» **STATED GOAL**
Quote exactly, and only, the lines from the one containing "[tag] one dot per instance, sample [517,111]." through the end of the material below. Skip pictures.
[Begin EXTRACTED MATERIAL]
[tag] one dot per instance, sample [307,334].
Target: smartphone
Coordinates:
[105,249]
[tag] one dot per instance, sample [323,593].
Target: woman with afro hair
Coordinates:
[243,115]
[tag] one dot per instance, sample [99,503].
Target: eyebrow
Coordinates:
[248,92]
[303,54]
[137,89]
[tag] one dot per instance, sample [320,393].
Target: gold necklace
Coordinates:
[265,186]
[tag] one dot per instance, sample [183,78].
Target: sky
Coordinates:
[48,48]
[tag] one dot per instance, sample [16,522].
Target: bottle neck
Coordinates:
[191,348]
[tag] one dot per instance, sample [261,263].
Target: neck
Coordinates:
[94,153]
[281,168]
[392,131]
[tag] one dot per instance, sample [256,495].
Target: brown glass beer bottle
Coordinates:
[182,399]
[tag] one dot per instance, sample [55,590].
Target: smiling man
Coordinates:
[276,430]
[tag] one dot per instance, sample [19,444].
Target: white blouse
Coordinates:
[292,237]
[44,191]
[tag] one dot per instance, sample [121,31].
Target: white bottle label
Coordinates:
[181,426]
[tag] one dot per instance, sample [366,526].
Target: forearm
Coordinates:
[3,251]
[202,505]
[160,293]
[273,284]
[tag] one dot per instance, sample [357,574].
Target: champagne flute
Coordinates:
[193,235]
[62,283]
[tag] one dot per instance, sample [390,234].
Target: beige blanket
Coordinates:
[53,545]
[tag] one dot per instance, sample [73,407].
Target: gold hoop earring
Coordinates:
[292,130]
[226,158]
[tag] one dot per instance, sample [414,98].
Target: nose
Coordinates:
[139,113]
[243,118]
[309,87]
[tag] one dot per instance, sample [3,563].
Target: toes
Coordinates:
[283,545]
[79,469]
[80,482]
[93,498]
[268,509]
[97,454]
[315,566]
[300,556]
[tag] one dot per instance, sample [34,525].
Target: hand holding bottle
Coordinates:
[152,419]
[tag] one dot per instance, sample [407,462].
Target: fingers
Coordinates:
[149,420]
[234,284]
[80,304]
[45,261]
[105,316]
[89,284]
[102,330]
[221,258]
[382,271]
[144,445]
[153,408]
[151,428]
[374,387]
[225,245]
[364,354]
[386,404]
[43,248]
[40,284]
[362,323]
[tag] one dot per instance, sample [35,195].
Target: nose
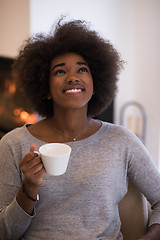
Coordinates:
[72,78]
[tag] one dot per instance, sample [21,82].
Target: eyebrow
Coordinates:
[63,64]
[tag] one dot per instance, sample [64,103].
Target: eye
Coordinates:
[83,69]
[59,72]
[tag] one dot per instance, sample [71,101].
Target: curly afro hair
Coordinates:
[33,65]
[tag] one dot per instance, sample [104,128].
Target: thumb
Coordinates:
[33,147]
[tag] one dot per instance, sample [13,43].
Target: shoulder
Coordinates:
[14,135]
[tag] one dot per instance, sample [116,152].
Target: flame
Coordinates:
[25,116]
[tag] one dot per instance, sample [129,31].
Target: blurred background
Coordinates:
[133,26]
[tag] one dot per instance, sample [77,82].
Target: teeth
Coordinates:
[73,90]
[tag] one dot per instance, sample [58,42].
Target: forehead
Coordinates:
[67,58]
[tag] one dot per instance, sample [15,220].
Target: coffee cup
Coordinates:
[55,157]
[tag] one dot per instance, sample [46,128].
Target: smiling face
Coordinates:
[71,83]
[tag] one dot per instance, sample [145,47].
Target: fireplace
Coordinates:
[15,109]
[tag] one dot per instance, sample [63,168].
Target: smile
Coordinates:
[74,90]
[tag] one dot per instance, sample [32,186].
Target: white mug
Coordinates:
[55,157]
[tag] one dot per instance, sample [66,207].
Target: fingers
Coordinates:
[33,147]
[32,167]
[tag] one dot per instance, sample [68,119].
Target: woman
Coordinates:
[70,76]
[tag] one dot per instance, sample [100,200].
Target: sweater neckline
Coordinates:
[93,136]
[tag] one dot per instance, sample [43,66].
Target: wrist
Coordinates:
[34,199]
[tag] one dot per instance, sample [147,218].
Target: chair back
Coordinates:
[133,210]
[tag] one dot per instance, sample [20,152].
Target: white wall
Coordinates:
[133,26]
[14,25]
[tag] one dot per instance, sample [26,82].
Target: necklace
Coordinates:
[75,138]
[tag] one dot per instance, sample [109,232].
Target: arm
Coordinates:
[14,214]
[33,171]
[145,175]
[153,233]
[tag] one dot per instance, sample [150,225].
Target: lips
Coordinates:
[73,90]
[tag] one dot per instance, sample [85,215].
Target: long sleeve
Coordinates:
[13,220]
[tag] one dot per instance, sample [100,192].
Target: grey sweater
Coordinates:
[82,204]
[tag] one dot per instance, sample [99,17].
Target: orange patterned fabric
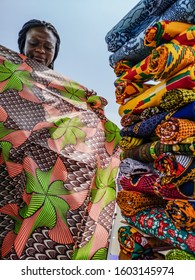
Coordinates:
[174,130]
[131,202]
[163,31]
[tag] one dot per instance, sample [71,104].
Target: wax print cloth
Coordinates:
[176,98]
[174,130]
[182,213]
[163,31]
[135,50]
[138,246]
[58,163]
[163,62]
[155,222]
[136,20]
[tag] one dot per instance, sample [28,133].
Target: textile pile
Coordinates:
[154,61]
[59,157]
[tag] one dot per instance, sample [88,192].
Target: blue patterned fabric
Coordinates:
[134,49]
[135,21]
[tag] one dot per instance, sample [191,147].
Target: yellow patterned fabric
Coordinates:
[163,31]
[127,142]
[174,130]
[176,98]
[182,213]
[150,98]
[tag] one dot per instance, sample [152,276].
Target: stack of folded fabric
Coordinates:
[126,38]
[156,174]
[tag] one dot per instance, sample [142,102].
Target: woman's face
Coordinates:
[40,45]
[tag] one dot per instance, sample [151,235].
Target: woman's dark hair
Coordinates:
[37,23]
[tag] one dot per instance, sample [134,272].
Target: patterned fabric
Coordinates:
[176,98]
[127,90]
[172,167]
[59,157]
[135,50]
[137,246]
[127,143]
[155,222]
[176,254]
[129,118]
[152,97]
[145,128]
[135,21]
[131,202]
[174,130]
[182,213]
[146,184]
[149,151]
[163,62]
[129,167]
[163,32]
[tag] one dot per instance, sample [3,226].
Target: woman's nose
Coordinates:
[40,49]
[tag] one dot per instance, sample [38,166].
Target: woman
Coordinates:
[39,40]
[58,157]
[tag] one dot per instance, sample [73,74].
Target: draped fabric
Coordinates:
[137,246]
[134,21]
[163,31]
[155,92]
[147,152]
[152,97]
[59,157]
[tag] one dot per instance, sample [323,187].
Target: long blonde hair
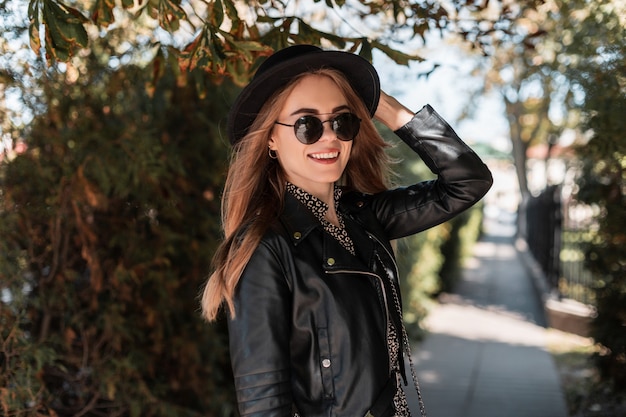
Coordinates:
[255,186]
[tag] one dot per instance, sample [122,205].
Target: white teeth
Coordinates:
[329,155]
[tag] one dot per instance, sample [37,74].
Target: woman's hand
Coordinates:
[391,112]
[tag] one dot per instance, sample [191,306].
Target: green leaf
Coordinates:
[216,13]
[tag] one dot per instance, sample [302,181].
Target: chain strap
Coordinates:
[405,338]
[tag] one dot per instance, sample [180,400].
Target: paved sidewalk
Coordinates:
[485,355]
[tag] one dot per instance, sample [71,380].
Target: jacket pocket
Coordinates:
[325,363]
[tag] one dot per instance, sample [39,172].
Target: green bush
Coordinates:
[108,223]
[430,262]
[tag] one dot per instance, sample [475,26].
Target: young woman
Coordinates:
[306,270]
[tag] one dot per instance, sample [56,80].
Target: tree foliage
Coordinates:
[225,37]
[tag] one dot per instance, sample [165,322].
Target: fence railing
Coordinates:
[557,230]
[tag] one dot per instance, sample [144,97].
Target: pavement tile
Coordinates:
[485,354]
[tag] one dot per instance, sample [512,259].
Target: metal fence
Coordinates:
[557,230]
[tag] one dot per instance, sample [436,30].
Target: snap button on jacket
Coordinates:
[310,327]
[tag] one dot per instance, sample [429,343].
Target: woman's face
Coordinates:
[315,167]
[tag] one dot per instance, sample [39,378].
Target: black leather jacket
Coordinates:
[310,326]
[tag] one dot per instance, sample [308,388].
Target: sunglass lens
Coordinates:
[346,126]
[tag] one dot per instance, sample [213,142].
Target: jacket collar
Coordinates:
[298,220]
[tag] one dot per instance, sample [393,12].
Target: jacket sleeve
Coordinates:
[259,337]
[462,179]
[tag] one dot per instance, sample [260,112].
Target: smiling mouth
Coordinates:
[326,155]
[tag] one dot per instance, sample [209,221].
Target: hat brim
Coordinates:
[359,72]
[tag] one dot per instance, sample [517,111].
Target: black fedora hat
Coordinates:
[281,67]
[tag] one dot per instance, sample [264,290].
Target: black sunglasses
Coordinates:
[309,129]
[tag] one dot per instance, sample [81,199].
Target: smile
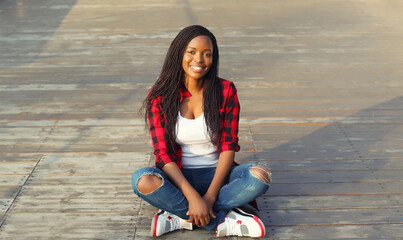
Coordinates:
[197,69]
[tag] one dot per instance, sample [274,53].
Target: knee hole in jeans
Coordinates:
[261,172]
[149,183]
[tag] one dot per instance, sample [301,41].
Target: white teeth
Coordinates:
[197,68]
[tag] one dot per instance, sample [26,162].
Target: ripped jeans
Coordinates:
[239,188]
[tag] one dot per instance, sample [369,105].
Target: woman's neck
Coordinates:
[194,86]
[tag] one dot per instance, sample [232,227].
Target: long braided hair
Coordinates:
[172,78]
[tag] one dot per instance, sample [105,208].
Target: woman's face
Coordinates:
[198,58]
[End EXTRACTED MATERIAL]
» **OUTPUT**
[tag] one dot per instance, sample [517,111].
Target: black fedora hat
Coordinates:
[281,67]
[tag] one dot per instance, sample [264,290].
Target: black sunglasses
Coordinates:
[309,129]
[tag] one dot per instance, sample [81,199].
Target: smile
Coordinates:
[197,69]
[tag] one dot per instance, sample [274,53].
Target: knee hole in jeans
Coordinates:
[261,172]
[149,183]
[tag] one dot per instance, sample [301,41].
Target: white teeth
Coordinates:
[197,68]
[tag] one dot per instance, sample [26,162].
Target: ripped jeans
Coordinates:
[239,188]
[tag] one dot per instance, sample [369,105].
Target: woman's neck
Coordinates:
[194,86]
[tag] one dot per instance, sample [232,227].
Target: long braided hair
Coordinates:
[172,78]
[tag] one dot per instance, sample [105,208].
Target: woman's face
Coordinates:
[198,58]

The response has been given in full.